● **WHAT THIS EXERCISE ASKS**:
• a. Reproduce, word for word, the part of the text on talking with children that begins at the words "2. It will start" and stops after "sides feeling frustrated.".
• b. In the text on talking with children, what six ways of speaking make up the TENDER approaches?
• c. Carry on the text about parent-child communication, starting right after its last sentence.

● **TEXT SECTION**:
The Three Outcomes of All Communication
Talking to your kids isn't hard. But talking smart takes some forethought and a little practice. Communicating with children is an essential and important job of parents. Done well, it can bind a family together and prevent or heal many problems. Not done well, family life can be tense and confusing, and the child will venture into the world inadequately prepared to cope with all life has to offer.

Most parents overestimate the amount of meaningful conversation they have with their grade-school children. Recent findings at the University of Michigan showed that household conversation (just sitting and talking with children) had dropped nearly 100 percent in 1997 compared to 1981. One reason was that kids spent more time at before- and after-school activities, and family mealtime declined by an hour per week. Also, the time kids spent visiting with friends or talking on the phone tripled.

If you're like most busy parents, chatting with your children is brief and usually begins with one of the following:

"How did you sleep?" ("Fine...")
"How was your day?" ("Fine...")
"Where are you going?" ("Outside...")
"When will you be back?" ("Later.")
"What did you do at school today?" ("Nothing.")
"Did you finish your homework?" ("I didn't have any.")
"Stop that!" ("But she started it!")
"How many times have I told you..." ("Oh, Mom!")

For many parents, these comments and others just like them make up the bulk of conversation on most days. Whether parents realize it or not, any communication attempt will have one of three consequences:

1. It will bring them closer to their children.
2. It will start an argument.
3. It will lead to avoidance or withdrawal.

Be honest. Do the majority of your conversations encourage closeness with your kids? Arguments are sometimes unavoidable, but they need not be poisonous to the relationship. As often as not they can end positively or at least without one or both sides feeling frustrated.

In too many families, conversations with children have a neutral effect at best. No harm was done, but neither was anything accomplished. The goal is to talk so that the parent-child relationship is enhanced, discipline is more effective, and your children will want to talk to you -- not avoid you -- when they have a problem. By knowing all six ways of communicating (instead of relying on just one or two) you can achieve those goals.

Kathy, the exasperated mom who was worried that her kids would miss the school bus, used -- or, rather, misused -- three of the six approaches to communication. Yes, she was able to get them to the bus on time, but at a high emotional price. She, Jenny, and Mark felt angry and put upon. What a way to start the school year. Had she used the approaches properly or in the right combination (a few seconds of forethought was all she needed), it still might have resulted in a mad dash for the school bus -- but without the irritation and bad feelings that tainted everything.

The TENDER ways of speaking are Teaching (criticism is a negative form of teaching), Empathizing, Negotiating, Dos & Don'ts (commands, household rules), Encouraging (including praise), and Reporting (neutral comments, statement of facts, reporting your thoughts and feelings).

When stressed, overtired, or preoccupied, parents are prone to responding to their children in limited ways. For example, four hours into a six-hour road trip, weary parents of bickering children might understandably yell, "Knock it off!" or, if trying to sound adult-like, they might say, "Must you fight like that!" (Dos & Don'ts command). Will it work? Anyone who has been there will probably say, "Not for long." The main problem is that parents instinctively select a response without considering the alternatives, which are usually more effective. In fact, most stressed parents overuse some styles of talking (commands and criticism) and underuse others (especially Empathizing).

● **ENTRIES PROVIDED**:
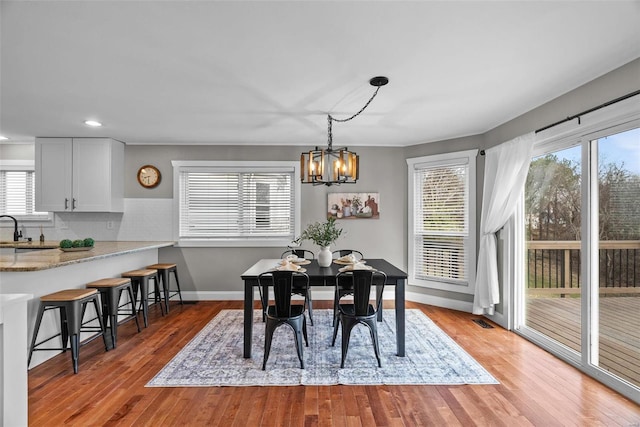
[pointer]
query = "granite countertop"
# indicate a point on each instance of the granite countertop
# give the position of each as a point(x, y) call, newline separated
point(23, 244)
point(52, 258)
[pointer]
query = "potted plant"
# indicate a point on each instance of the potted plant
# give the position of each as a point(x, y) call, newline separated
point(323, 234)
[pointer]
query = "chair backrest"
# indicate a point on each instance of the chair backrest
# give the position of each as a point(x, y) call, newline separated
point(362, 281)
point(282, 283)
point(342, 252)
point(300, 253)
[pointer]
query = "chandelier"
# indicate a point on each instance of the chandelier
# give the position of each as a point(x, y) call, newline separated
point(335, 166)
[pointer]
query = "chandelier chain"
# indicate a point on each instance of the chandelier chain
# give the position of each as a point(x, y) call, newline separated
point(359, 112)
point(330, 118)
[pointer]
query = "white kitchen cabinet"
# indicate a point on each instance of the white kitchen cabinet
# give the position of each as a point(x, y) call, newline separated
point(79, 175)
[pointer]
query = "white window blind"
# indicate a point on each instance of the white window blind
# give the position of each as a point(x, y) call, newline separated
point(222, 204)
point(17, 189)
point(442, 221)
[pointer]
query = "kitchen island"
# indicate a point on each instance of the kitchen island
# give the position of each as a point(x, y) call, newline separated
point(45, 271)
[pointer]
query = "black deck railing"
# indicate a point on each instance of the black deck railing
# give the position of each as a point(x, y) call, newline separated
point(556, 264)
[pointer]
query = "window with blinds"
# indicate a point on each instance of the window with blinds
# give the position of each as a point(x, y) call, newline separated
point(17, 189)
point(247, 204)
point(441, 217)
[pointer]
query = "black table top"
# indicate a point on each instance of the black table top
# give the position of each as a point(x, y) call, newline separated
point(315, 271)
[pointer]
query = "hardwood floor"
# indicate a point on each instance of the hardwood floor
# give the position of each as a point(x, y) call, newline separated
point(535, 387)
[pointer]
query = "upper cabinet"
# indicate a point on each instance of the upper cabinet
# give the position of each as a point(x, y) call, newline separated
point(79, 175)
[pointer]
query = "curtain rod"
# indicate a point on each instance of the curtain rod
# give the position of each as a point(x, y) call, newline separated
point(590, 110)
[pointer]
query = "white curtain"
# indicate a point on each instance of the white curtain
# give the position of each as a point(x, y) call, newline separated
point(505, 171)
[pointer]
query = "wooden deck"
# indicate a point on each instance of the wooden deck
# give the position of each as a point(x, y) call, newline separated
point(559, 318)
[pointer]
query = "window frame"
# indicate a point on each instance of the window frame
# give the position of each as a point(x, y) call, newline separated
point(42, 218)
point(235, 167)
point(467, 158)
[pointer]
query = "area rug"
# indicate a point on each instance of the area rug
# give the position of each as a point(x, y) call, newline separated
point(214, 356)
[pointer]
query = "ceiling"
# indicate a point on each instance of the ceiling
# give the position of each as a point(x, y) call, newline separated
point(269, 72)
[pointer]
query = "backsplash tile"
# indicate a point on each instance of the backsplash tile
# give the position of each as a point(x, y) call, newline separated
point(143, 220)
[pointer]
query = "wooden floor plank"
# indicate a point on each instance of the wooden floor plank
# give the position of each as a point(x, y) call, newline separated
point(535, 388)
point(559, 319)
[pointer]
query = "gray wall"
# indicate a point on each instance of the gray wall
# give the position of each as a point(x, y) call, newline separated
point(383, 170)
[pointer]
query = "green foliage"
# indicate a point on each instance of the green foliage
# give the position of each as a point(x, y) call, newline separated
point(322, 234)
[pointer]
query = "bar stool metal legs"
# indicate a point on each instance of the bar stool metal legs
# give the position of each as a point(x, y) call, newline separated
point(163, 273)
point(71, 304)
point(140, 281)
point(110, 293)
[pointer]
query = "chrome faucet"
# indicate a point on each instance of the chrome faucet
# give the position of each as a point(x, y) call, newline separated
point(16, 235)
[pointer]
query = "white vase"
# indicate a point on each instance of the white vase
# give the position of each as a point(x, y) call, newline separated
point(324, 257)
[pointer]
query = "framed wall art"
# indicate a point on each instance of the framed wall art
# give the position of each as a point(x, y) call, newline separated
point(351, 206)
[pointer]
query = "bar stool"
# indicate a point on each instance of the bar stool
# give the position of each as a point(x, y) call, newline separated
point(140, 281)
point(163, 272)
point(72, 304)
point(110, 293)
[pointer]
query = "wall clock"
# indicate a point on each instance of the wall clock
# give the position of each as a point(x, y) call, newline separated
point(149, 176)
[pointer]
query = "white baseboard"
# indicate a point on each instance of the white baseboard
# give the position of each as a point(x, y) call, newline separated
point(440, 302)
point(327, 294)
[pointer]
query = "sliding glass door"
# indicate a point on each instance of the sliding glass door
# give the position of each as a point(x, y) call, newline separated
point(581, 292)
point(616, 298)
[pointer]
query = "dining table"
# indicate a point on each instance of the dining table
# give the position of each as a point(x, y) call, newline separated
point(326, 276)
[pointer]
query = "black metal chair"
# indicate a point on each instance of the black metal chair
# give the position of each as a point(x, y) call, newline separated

● **RESPONSES FOR EACH TASK**:
• a.
2. It will start an argument.
3. It will lead to avoidance or withdrawal.

Be honest. Do the majority of your conversations encourage closeness with your kids? Arguments are sometimes unavoidable, but they need not be poisonous to the relationship. As often as not they can end positively or at least without one or both sides feeling frustrated.

• b. Teaching, Empathizing, Negotiating, Dos & Don'ts, Encouraging, and Reporting.

• c.
Even when not stressed, parents may be unsure of how to respond to a child's question or handle a predicament, and so they fall back on standby clichés and hope the child gets the point. One father, surprised when his son didn't win a trophy in a martial arts competition, didn't know how to console his son. "Life's not always fair," he finally said. Chances are that if the father knew more about the six ways of communicating, he would have come up with a more effective response.

When Kathy, the frazzled mom, said to Mark, "Why aren't your supplies in your book bag where they're supposed to be?" she was not really asking a question. She was criticizing Mark for his dawdling. The criticism was justified, but it complicated Kathy's situation in two ways. First, Mark thought she was being unfair, and he got angry. He'd intended to get his supplies together, but why did it have to be on his mother's timetable? Second, Kathy was not being clear about what she wanted. She really wasn't interested in why his book bag was still empty. She wanted it filled, but she didn't say that.

Similarly, when she said to Jenny, "Aren't you finished with your breakfast?" she gave the appearance of asking a simple question (Reporting) but in fact it was a veiled criticism. Imagine if instead she had said, "I'm sorry, Jenny, but we're running late. I know you are still hungry, but you can't have a second bowl of cereal. Grab an apple if you'd like." That would have been a clear statement of what Kathy wanted Jenny to do, and it would have been without the criticism.

When Kathy told Mark to help his sister clean up the spilled cereal, she was issuing a command (Dos & Don'ts). Commands are fine and important, but in this case it only added to the tension that Kathy feared was already spoiling the morning. Empathizing or praising ("You're a big help to me, Mark") might have taken the sting out of her command. Furthermore, and perhaps just as important, her choice of words might have lessened Kathy's irritation, too.

The more aggravated our speaking tone and the more harsh our words, the more upset we will become. The more we can speak calmly and pleasantly, the less upset we will become. So if Kathy had used Reporting to express her concern about being late for the school bus, without criticizing, and if she had balanced her commands (Dos & Don'ts) by empathizing or encouraging, then the first-day-back-to-school blues might have been avoided.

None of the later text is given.